##### EXTRACT #####
AC bus plan puts city on road to success

City bus parked outside

—OPINION—
Students, staff should take advantage of free rides

By Titus Gilner, Staff Reporter

Amarillo College is a pillar of the panhandle community. Serving so many people, from all different backgrounds and socioeconomic situations, it has always been a goal of the college to increase accessibility. In many ways, this is the best thing about AC – it is purposely designed to give as much opportunity for success as possible. This latest partnership between AC and the city of Amarillo, with some help from Amarillo National Bank, is a perfect example of that commitment to accessibility.

            Starting the first day of fall classes and running through the end of spring, all AC students, faculty and staff will have free access to the public bus system. This means from 6 a.m. to 7 p.m. anyone with an AC ID can ride any city bus route, to any stop, as frequently as desired. The goal is to not only enable students to get to class, but also to enable them to get to work and anywhere else around town.

            Education is the most important thing when it comes to improving one’s position in society. Whether through school, work or a combination of both, knowledge truly is power. When considering how to improve Amarillo, the state of Texas and even the United States, education must be on the forefront; however, a commitment to education alone is not the starting point. Schools and institutions are useless if the people who need them most have too many obstacles barring them from full participation.
#####
TASK 1 => According to the opinion piece, during what hours can anyone with an AC ID ride city buses for free?
TASK 2 => In one to three sentences, explain why the opinion piece says a commitment to education alone is not the starting point.
TASK 3 => Switch "pillar" to "cornerstone" in the passage of the opinion piece starting with "Amarillo College is" and going on through "commitment to accessibility.", and write it out.
The lines that come next are separate material, not part of the opinion piece.
##### DATASET ENTRIES #####
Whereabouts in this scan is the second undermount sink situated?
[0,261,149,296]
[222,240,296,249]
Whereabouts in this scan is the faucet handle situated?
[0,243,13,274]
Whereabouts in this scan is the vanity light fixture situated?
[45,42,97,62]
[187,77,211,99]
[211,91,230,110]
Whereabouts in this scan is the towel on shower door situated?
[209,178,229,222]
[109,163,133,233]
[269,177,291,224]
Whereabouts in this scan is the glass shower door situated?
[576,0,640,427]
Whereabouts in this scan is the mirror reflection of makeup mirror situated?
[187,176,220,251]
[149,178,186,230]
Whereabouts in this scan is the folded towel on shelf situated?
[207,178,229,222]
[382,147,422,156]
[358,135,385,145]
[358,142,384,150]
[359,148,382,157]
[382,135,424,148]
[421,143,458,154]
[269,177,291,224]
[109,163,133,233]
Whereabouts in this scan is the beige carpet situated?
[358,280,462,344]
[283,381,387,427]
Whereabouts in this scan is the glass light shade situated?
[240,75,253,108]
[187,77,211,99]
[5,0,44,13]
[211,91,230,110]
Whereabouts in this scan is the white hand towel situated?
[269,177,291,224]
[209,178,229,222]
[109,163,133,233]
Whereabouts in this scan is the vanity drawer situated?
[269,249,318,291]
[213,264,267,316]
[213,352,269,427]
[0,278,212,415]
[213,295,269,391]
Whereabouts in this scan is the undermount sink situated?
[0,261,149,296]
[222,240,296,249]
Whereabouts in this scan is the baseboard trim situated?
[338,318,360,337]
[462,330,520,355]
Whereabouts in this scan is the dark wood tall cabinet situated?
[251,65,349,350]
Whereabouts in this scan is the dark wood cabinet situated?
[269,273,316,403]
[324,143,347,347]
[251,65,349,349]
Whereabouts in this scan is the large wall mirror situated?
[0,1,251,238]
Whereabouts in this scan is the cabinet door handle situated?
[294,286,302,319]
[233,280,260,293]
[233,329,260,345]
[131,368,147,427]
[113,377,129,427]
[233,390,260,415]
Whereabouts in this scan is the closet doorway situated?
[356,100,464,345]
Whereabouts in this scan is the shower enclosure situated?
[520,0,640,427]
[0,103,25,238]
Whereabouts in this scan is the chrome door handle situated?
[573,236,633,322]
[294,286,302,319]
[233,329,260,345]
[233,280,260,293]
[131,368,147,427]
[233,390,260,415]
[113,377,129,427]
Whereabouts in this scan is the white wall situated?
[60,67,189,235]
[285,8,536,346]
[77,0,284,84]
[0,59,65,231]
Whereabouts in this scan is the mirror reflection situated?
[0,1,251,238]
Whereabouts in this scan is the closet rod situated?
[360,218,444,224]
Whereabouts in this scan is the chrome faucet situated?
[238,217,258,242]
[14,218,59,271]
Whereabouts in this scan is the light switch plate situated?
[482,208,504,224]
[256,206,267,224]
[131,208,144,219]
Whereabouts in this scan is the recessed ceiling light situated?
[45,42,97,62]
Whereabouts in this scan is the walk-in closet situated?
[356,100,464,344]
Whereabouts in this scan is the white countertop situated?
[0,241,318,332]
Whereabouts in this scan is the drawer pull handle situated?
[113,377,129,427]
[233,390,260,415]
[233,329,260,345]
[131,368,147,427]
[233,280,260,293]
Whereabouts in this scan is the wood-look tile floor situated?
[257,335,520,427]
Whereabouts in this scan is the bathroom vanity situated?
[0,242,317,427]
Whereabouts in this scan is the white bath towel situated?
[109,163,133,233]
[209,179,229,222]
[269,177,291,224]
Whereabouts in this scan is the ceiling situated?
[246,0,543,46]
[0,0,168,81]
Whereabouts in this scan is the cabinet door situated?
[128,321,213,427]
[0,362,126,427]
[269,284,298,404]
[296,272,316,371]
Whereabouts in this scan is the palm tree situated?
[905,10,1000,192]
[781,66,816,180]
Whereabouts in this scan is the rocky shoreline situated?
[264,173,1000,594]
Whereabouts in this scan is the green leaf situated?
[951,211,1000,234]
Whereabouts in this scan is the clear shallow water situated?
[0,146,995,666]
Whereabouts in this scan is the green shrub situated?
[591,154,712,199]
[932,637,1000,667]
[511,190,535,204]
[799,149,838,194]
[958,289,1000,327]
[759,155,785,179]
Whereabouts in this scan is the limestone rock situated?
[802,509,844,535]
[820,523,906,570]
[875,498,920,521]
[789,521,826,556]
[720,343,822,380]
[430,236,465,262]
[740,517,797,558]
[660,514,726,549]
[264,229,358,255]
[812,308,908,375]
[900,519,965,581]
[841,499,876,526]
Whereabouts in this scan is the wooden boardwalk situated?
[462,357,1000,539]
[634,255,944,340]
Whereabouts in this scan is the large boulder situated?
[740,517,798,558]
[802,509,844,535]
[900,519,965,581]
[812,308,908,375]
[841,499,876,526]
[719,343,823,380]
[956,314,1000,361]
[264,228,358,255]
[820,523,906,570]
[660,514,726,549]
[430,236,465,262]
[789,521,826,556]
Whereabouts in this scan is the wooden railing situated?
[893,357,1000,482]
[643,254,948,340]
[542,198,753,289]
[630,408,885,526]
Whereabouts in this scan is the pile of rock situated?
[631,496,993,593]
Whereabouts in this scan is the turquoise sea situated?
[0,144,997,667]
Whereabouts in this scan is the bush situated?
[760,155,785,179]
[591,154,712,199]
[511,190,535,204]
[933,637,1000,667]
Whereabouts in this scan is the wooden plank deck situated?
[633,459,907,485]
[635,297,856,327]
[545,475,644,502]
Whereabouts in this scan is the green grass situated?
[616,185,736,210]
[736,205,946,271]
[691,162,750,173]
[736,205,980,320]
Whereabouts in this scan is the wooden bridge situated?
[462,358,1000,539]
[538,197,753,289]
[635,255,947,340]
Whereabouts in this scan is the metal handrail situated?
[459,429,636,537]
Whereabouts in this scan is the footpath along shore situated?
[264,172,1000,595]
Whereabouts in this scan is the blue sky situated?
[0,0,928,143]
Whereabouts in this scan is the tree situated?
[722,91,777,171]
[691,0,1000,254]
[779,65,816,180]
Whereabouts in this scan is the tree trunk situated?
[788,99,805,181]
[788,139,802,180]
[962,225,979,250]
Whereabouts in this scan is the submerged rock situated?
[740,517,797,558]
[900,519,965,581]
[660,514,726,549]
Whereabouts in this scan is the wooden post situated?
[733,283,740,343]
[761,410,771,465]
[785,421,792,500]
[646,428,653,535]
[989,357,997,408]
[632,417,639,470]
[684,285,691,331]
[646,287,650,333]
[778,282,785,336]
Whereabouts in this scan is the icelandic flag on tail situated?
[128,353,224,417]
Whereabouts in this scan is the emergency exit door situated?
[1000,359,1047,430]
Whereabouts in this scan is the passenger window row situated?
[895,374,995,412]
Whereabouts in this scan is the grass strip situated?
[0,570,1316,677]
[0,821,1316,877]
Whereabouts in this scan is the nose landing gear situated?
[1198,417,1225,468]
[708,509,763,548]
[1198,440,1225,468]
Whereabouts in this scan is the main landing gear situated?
#####
##### DATASET ENTRIES #####
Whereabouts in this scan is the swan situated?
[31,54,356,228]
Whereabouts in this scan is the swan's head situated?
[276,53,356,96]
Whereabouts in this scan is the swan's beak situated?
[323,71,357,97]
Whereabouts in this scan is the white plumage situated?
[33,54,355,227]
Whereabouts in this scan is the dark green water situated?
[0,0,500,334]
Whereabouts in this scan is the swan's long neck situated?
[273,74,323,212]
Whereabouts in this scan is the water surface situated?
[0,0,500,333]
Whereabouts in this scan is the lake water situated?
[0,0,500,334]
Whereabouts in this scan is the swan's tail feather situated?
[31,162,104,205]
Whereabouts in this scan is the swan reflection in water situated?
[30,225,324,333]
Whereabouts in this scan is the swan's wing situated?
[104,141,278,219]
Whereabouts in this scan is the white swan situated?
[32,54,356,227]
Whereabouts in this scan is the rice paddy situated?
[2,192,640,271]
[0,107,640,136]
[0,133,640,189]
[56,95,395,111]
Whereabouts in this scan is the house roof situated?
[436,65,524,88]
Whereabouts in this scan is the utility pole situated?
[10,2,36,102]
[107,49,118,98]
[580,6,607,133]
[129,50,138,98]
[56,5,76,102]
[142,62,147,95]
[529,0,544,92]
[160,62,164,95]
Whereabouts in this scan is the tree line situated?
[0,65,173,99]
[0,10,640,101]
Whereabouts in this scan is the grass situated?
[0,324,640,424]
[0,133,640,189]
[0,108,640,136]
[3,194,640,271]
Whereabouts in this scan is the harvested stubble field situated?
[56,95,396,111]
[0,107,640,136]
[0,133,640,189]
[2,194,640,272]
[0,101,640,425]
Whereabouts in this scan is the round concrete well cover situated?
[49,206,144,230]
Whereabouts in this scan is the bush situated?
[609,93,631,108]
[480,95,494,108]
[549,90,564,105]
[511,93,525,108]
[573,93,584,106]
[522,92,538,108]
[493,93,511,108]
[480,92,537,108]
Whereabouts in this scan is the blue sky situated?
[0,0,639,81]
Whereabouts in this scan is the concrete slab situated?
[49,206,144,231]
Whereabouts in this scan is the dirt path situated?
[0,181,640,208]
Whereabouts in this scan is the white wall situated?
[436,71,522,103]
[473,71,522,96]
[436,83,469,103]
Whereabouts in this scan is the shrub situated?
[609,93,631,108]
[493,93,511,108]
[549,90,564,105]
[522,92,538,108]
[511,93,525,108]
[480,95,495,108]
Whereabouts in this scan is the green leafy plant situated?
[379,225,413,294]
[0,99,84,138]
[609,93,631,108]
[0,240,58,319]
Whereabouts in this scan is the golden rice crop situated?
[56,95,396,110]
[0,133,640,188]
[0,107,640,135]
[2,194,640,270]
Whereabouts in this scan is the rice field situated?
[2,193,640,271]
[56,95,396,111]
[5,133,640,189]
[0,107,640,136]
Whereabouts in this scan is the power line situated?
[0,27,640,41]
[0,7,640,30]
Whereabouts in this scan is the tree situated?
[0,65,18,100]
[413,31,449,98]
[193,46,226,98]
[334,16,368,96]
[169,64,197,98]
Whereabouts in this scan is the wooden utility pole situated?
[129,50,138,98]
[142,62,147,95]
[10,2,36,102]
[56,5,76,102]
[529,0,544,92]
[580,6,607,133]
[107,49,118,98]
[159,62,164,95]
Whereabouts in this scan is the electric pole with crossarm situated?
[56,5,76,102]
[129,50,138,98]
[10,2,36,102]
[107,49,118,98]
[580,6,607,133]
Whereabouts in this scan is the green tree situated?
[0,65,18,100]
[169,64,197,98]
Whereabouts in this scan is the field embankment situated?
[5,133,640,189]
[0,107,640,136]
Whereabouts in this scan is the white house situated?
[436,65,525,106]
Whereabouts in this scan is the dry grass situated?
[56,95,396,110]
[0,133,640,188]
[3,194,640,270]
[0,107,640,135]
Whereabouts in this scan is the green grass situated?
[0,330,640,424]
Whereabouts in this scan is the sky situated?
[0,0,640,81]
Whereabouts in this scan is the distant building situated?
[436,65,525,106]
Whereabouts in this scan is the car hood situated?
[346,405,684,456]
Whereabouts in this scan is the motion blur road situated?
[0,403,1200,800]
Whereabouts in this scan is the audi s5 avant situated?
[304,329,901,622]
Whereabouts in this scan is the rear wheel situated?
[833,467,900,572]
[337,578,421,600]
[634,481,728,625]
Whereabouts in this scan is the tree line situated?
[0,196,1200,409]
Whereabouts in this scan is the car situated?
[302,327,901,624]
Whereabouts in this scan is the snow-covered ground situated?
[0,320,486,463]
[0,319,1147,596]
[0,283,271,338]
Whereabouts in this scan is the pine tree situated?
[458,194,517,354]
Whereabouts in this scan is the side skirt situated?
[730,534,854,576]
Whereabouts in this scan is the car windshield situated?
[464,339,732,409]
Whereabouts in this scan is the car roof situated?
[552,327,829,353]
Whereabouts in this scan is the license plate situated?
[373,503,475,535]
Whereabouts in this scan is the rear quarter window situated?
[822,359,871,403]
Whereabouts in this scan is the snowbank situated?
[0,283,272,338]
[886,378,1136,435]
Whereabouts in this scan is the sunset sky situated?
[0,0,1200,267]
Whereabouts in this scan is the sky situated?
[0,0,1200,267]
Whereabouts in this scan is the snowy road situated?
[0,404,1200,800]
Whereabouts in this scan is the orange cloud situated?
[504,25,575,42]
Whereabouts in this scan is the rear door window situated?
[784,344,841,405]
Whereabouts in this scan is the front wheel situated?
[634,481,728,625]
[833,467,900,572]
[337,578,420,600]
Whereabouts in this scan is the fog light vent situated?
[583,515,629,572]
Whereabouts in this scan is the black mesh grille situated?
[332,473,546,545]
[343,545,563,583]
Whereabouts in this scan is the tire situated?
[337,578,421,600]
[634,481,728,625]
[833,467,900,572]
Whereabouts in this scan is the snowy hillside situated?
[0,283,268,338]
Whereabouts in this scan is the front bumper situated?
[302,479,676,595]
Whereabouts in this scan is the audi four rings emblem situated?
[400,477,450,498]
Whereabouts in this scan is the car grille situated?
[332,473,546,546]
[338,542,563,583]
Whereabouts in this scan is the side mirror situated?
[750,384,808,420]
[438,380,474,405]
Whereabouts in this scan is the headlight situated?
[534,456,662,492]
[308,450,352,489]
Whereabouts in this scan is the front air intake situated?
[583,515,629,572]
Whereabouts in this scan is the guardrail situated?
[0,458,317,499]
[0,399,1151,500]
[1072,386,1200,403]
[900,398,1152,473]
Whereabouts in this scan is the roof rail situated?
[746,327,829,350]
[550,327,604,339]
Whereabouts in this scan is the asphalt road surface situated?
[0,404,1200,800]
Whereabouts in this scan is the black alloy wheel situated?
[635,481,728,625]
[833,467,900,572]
#####
WRITTEN RESPONSE 1 => From 6 a.m. to 7 p.m.

WRITTEN RESPONSE 2 => Schools and institutions are useless if the people who need them most face too many obstacles that keep them from full participation.

WRITTEN RESPONSE 3 =>
Amarillo College is a cornerstone of the panhandle community. Serving so many people, from all different backgrounds and socioeconomic situations, it has always been a goal of the college to increase accessibility. In many ways, this is the best thing about AC – it is purposely designed to give as much opportunity for success as possible. This latest partnership between AC and the city of Amarillo, with some help from Amarillo National Bank, is a perfect example of that commitment to accessibility.